Directions for this task => Starting with the line that contains "Exercise. Put one marker on every instance of the weathered", reproduce each line through the end of the entries exactly as written.

(Location labeling records)
··········
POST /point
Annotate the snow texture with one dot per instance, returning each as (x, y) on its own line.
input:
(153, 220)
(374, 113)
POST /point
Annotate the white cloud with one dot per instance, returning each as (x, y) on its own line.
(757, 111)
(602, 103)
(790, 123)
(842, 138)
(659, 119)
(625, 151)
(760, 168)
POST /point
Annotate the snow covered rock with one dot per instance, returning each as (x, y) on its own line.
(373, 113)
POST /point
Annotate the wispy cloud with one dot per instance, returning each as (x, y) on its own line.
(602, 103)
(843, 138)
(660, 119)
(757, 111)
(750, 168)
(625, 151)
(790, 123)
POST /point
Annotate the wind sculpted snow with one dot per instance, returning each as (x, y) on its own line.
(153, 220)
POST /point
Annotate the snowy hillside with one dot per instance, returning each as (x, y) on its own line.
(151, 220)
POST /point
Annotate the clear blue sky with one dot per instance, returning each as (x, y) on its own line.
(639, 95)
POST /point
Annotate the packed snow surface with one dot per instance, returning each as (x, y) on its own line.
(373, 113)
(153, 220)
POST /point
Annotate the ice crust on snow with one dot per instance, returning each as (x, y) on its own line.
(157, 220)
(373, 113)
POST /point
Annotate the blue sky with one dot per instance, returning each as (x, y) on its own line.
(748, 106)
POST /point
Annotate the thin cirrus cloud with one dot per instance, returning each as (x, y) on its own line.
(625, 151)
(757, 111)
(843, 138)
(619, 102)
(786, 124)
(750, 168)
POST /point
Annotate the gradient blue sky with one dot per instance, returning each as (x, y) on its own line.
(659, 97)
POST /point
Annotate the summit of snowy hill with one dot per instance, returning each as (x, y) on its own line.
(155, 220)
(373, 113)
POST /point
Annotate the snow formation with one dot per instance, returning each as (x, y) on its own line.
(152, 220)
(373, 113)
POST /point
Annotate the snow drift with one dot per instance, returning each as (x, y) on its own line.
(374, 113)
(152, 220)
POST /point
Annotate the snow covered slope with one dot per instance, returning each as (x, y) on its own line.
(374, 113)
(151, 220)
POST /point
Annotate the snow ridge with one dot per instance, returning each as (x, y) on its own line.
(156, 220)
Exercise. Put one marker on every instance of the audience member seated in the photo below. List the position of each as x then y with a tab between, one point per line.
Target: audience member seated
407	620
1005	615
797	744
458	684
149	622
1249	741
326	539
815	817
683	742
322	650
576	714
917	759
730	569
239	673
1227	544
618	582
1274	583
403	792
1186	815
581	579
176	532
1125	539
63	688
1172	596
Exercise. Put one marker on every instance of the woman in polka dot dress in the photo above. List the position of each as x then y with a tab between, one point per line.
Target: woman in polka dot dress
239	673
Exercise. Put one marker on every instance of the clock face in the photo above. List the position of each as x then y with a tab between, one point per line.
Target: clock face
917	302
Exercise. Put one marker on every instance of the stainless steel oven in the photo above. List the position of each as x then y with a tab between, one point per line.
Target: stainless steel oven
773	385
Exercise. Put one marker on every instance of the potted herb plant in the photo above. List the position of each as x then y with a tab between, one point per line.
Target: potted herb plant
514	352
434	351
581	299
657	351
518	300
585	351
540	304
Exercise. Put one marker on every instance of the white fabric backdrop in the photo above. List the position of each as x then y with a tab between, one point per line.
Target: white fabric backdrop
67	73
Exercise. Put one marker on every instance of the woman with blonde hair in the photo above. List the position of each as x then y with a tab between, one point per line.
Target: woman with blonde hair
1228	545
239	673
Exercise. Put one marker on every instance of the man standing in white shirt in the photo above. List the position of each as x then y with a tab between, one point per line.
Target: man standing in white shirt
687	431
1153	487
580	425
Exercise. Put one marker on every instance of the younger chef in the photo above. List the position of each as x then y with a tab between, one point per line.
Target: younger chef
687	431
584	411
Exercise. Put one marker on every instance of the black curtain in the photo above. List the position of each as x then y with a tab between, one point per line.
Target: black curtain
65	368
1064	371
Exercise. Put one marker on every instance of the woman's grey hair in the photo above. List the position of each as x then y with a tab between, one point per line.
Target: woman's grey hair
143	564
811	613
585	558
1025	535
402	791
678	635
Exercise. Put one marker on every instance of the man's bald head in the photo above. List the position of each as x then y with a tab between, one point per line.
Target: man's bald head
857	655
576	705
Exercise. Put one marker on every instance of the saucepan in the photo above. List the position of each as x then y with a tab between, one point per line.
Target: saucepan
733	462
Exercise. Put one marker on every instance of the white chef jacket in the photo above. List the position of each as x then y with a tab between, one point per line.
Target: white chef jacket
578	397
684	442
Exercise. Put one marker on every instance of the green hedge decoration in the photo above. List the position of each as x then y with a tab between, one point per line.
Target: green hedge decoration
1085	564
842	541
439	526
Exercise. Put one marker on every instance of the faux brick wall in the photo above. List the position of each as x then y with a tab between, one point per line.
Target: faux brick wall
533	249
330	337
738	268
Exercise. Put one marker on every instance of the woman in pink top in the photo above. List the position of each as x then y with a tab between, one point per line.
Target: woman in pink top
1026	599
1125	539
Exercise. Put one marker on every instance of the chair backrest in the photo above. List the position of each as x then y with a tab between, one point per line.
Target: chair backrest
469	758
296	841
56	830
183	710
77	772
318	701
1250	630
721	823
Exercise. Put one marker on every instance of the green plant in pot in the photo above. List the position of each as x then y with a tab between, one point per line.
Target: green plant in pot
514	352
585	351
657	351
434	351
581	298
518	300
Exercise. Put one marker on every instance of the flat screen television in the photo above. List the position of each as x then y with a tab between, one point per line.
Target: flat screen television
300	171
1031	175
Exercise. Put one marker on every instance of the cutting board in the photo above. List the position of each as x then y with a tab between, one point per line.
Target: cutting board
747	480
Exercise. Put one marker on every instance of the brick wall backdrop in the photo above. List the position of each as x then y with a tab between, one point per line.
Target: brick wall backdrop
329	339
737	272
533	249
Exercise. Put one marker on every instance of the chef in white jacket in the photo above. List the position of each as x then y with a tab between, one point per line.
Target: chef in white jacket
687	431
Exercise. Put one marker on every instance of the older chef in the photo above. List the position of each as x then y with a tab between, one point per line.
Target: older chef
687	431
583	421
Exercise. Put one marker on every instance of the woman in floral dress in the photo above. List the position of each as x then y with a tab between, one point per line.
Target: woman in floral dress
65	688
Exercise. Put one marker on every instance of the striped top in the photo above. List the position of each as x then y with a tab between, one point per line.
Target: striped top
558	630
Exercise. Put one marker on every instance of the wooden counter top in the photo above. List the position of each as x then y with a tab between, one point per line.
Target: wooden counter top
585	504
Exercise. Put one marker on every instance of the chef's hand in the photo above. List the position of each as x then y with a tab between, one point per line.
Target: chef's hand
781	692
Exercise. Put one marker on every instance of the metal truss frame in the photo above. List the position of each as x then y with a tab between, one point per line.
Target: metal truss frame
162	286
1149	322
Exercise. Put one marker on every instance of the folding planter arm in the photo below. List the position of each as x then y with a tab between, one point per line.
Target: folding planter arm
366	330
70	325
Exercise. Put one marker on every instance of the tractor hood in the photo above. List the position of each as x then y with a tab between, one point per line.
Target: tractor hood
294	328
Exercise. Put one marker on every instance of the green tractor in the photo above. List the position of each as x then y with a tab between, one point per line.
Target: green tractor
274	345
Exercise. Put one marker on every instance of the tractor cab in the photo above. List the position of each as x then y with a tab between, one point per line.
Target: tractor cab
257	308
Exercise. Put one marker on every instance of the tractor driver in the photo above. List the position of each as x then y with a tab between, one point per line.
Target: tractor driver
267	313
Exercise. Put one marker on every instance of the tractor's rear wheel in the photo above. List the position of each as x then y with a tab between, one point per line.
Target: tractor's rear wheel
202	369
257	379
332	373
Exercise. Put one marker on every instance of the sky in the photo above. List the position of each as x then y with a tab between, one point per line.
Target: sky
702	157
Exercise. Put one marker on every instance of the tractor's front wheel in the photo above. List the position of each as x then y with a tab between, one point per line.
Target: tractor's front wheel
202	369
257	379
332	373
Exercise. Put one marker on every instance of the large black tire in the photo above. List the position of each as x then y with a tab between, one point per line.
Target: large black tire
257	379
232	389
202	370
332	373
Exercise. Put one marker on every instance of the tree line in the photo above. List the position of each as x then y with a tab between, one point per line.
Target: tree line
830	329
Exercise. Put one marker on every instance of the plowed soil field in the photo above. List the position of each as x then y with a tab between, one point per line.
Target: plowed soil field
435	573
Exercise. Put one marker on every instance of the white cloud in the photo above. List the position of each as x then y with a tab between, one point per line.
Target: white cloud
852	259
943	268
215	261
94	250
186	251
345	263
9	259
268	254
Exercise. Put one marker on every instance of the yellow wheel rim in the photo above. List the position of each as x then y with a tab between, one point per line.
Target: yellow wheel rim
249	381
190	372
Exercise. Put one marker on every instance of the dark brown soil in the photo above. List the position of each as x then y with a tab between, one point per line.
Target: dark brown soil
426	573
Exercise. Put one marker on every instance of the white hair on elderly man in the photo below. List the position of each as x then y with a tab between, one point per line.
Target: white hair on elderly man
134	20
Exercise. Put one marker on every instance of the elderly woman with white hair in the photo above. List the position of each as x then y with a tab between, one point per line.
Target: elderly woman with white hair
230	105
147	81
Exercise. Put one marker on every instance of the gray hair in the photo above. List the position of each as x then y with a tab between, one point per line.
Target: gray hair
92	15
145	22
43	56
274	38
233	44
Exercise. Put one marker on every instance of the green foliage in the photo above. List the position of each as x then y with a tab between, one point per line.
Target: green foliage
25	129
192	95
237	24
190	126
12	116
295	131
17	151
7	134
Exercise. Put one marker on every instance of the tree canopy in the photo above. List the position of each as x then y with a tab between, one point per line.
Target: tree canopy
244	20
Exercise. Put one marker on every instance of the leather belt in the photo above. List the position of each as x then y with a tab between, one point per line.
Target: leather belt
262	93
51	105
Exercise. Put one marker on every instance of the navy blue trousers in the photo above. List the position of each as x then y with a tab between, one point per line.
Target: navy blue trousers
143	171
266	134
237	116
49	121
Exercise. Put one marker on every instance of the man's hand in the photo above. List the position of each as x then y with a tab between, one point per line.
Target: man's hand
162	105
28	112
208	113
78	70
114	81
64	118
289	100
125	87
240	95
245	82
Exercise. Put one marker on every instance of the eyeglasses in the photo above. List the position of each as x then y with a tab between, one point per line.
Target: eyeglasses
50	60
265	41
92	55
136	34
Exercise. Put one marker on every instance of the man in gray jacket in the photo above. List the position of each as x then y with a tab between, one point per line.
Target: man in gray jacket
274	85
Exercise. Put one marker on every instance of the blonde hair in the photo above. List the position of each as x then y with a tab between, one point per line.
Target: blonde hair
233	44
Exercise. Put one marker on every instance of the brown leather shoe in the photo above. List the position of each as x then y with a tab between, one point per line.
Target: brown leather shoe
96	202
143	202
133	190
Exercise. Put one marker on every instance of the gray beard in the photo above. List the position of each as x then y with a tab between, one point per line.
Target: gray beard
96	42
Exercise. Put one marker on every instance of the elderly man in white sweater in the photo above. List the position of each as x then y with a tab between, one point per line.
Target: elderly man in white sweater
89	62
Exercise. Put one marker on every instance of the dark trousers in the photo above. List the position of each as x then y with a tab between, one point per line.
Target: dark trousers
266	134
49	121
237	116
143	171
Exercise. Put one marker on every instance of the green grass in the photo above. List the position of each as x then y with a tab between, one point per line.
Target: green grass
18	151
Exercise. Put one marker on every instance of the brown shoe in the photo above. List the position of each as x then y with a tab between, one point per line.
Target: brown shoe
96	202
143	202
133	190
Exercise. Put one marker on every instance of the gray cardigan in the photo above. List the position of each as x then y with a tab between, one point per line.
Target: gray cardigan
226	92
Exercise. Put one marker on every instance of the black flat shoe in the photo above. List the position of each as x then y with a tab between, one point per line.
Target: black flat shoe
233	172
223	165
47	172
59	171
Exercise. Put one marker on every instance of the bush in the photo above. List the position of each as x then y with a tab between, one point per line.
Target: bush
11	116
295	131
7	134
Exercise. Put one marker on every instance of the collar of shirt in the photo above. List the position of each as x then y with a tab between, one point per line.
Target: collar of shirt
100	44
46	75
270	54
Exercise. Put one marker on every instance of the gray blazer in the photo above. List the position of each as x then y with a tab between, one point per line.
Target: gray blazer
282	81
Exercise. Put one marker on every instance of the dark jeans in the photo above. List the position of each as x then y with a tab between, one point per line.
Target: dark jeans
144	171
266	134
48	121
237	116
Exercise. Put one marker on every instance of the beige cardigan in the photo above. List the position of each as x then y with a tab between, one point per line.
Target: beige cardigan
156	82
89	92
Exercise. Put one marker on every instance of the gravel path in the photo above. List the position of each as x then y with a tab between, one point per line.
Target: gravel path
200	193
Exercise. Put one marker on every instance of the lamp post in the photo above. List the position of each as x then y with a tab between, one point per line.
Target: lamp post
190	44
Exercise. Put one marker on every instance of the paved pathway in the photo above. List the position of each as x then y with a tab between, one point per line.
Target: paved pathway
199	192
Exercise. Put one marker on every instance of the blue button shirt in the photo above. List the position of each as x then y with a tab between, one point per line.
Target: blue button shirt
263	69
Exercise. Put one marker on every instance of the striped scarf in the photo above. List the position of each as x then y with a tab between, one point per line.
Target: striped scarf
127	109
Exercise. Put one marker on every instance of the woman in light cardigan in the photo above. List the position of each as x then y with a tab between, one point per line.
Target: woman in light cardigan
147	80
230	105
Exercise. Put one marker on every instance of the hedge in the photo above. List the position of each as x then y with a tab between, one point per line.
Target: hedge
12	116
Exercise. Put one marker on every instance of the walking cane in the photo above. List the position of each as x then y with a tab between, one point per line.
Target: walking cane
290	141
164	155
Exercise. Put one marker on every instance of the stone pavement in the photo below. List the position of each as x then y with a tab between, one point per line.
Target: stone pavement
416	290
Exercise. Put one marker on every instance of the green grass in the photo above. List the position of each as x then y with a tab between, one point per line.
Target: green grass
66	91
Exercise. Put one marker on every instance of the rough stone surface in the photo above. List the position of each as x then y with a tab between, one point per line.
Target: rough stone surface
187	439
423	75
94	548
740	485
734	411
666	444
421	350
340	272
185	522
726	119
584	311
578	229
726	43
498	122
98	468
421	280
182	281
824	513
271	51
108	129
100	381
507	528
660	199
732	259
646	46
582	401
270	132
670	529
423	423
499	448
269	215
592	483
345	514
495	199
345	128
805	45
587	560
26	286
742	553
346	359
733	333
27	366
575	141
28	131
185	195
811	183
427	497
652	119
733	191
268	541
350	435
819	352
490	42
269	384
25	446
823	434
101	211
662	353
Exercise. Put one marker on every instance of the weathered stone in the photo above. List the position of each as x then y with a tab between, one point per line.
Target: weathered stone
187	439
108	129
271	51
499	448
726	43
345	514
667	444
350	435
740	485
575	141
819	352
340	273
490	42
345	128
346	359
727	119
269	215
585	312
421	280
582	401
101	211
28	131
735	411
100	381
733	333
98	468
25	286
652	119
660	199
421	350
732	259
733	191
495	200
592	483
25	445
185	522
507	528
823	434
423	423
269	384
··········
Final result =>
Exercise. Put one marker on every instance of the weathered stone in the photo above. List the position of each as x then y with a tab between, one point per line.
Target: weathered stone
187	439
108	129
271	51
499	448
726	43
345	514
667	444
350	435
740	485
575	141
819	352
340	273
490	42
345	128
346	359
727	119
269	215
585	312
421	280
582	401
101	211
28	131
735	411
100	381
733	333
98	468
25	286
652	119
660	199
421	350
732	259
733	191
495	200
592	483
25	445
185	522
507	528
823	434
423	423
269	384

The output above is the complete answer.